(Aufgabenstellung):
1. Prüfen Sie, ob die folgenden Aussagen mit dem untersuchten Text übereinstimmen, und belegen Sie jedes Urteil (ja oder nein) mit dem entscheidenden Wortlaut des Textes: (a) Die große Liebe wollte ein neues Leben beginnen. (b) Der neue Freund wusste nichts von der ersten großen Liebe. (c) Der „Nice Guy“ war ein alter Freund aus Kindertagen.
2. Nennen Sie alle Eigenschaften, die sich die Erzählstimme im untersuchten Text in dem Satz zuschreibt, der mit „Ich war unnahbar“ beginnt, und zwar vor den Worten „und glaubte nicht mehr an die Liebe“.
3. Geben Sie den Abschnitt des untersuchten Textes zwischen „Anfangs gab es“ und „Leben – ohne mich.“ wortgetreu wieder, beide Stellen eingeschlossen.
### Untersuchter Text
Anfangs gab es immer nur ihn

Doch meine große Liebe sah das anders, wollte sich nicht binden, wollte ein neues Leben beginnen und mich hinter sich lassen. In einem letzten Gespräch sagte er etwas sehr Treffendes, gar Poetisches: „Wir beide sind gefangen zwischen Abschied und Erinnerung.“ Und dann ging er. War weg. Und ich fühlte mich zurückgelassen in all den Erinnerungen, in unserer alten Heimatstadt, in der mich einfach alles an ihn erinnerte, an meine Sandkastenliebe, die meine große Liebe gewesen ist. Ich denke, ihm war das alles nicht bewusst, er lebte sein neues Leben – ohne mich.

Ich dagegen lebte einige Jahre nur so vor mich hin, hatte Liebschaften und doch hing ich meiner großen Liebe hinterher, legte mein Herz in Ketten und ließ niemanden an mich heran. Ich war unnahbar, tief traurig und einsam und glaubte nicht mehr an die Liebe, denn alles, was ich geben konnte: Er hatte es mit sich genommen. Und dann tauchte ER auf: ein alter Freund aus Kindertagen.

ER war nett und lieb – und dennoch reichte er nicht an meine große Liebe heran. Dieser “Nice Guy” ließ nicht locker, es war ein Kampf und ich weiß, ich war ein harter Brocken, zu tief steckte der Pfeil meiner großen Liebe in meinem Herz. Ich war nicht offen für etwas Neues, doch irgendwann konnte ich nicht mehr verleugnen, dass ich ihn gern hatte. Ich bin mit ihm zusammen gekommen, doch wenn ich ehrlich bin, habe ich ihn als Lückenbüßer gesehen.

Ich habe oft an meine erste große Liebe gedacht und gehofft, er würde vielleicht irgendwann wieder zu mir zurückkommen. Ich habe in den Anfängen meiner neuen Beziehung nur wenig Gefühle und Intimitäten zulassen können, es war schwer für mich, einen neuen Menschen an mich heran zu lassen. Ich weiß, es war hart für meinen neuen Freund und er hat bestimmt gemerkt, dass etwas nicht stimmte. Er wusste von meiner ersten großen Liebe und ich glaube, er wusste sogar, dass ich mich für den Anderen entscheiden würde, sollte dieser wieder in mein Leben treten. Er hat es akzeptiert und mir trotzdem gezeigt, wie gern er mich hat. Ich bewundere ihn heute noch dafür.
######
### Ausgangsdaten
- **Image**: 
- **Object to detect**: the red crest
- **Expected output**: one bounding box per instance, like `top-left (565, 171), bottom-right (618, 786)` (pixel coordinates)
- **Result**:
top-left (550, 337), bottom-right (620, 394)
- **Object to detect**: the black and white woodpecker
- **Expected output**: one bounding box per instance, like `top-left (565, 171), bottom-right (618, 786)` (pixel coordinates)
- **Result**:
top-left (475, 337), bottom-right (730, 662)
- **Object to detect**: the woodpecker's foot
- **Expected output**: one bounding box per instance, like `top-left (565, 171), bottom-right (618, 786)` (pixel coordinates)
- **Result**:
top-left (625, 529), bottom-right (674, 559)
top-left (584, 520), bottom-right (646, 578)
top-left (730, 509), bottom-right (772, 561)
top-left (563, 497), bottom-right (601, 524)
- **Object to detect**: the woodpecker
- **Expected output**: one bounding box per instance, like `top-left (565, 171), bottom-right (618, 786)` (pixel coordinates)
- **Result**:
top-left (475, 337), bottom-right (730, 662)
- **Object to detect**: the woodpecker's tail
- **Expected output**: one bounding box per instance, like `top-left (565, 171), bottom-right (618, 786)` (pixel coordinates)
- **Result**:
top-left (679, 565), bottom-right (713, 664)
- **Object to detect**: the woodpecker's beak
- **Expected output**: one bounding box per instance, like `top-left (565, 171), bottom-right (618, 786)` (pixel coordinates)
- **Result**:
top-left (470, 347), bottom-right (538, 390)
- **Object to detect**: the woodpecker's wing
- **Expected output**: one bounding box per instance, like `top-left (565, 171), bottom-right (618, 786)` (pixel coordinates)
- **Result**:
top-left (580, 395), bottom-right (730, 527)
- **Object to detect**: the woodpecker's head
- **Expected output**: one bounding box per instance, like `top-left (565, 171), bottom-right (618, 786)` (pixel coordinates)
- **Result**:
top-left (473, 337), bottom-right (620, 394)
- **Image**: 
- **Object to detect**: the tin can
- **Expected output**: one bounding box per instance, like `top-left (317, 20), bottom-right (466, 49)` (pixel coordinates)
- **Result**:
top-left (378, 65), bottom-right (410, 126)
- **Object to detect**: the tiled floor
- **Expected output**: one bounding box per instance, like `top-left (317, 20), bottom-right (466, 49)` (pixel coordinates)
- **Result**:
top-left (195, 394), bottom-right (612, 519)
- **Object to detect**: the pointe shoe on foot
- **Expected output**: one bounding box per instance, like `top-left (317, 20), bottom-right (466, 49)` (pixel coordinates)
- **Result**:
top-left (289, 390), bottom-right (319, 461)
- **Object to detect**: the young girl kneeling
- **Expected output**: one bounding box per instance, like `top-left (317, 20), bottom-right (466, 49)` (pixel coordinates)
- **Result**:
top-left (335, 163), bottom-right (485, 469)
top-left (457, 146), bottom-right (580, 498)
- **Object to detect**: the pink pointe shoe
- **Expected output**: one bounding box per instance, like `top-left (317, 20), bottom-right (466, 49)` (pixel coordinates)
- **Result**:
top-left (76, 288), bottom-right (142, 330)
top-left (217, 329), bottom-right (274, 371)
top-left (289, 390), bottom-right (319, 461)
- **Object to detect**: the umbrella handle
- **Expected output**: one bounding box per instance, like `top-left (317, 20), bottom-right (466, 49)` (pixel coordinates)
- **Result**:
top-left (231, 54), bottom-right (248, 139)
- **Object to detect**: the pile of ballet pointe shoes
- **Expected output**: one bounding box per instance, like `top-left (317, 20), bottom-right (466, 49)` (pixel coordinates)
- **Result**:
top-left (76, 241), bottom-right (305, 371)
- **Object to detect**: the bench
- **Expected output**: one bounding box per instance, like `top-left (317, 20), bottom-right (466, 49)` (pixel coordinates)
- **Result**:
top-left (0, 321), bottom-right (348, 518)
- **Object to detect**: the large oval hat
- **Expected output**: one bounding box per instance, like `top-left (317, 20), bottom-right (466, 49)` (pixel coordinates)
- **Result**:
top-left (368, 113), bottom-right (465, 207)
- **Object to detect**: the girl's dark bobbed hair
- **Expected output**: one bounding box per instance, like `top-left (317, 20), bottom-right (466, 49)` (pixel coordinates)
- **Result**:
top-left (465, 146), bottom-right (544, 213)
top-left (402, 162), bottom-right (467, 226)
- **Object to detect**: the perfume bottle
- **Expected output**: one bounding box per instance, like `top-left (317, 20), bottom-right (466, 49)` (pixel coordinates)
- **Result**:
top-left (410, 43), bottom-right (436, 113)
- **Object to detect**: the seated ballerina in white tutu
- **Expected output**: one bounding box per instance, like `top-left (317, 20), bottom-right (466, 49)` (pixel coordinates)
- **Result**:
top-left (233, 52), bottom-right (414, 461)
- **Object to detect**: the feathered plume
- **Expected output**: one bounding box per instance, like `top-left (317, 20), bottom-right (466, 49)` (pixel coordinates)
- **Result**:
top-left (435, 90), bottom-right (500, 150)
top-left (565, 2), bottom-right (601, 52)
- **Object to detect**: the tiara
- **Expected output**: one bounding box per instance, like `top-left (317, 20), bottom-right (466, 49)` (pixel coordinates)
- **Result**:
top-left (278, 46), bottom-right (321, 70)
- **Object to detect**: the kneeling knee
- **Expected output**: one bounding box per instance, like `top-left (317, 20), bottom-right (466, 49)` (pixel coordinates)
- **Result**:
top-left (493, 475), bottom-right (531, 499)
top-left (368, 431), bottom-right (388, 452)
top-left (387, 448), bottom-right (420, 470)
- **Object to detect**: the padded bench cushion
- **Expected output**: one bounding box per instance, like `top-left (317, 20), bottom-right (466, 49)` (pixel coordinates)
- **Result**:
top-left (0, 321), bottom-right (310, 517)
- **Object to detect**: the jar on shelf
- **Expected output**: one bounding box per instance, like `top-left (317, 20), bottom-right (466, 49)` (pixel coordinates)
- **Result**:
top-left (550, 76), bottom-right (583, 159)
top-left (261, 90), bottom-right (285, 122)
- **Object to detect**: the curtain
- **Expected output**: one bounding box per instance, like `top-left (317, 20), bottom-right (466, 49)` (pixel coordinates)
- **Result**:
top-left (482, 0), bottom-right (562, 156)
######
(Antworten):
1.
(a) Ja: „wollte ein neues Leben beginnen und mich hinter sich lassen“
(b) Nein: „Er wusste von meiner ersten großen Liebe“
(c) Ja: „ein alter Freund aus Kindertagen“

2. unnahbar; tief traurig; einsam

3.
Anfangs gab es immer nur ihn

Doch meine große Liebe sah das anders, wollte sich nicht binden, wollte ein neues Leben beginnen und mich hinter sich lassen. In einem letzten Gespräch sagte er etwas sehr Treffendes, gar Poetisches: „Wir beide sind gefangen zwischen Abschied und Erinnerung.“ Und dann ging er. War weg. Und ich fühlte mich zurückgelassen in all den Erinnerungen, in unserer alten Heimatstadt, in der mich einfach alles an ihn erinnerte, an meine Sandkastenliebe, die meine große Liebe gewesen ist. Ich denke, ihm war das alles nicht bewusst, er lebte sein neues Leben – ohne mich.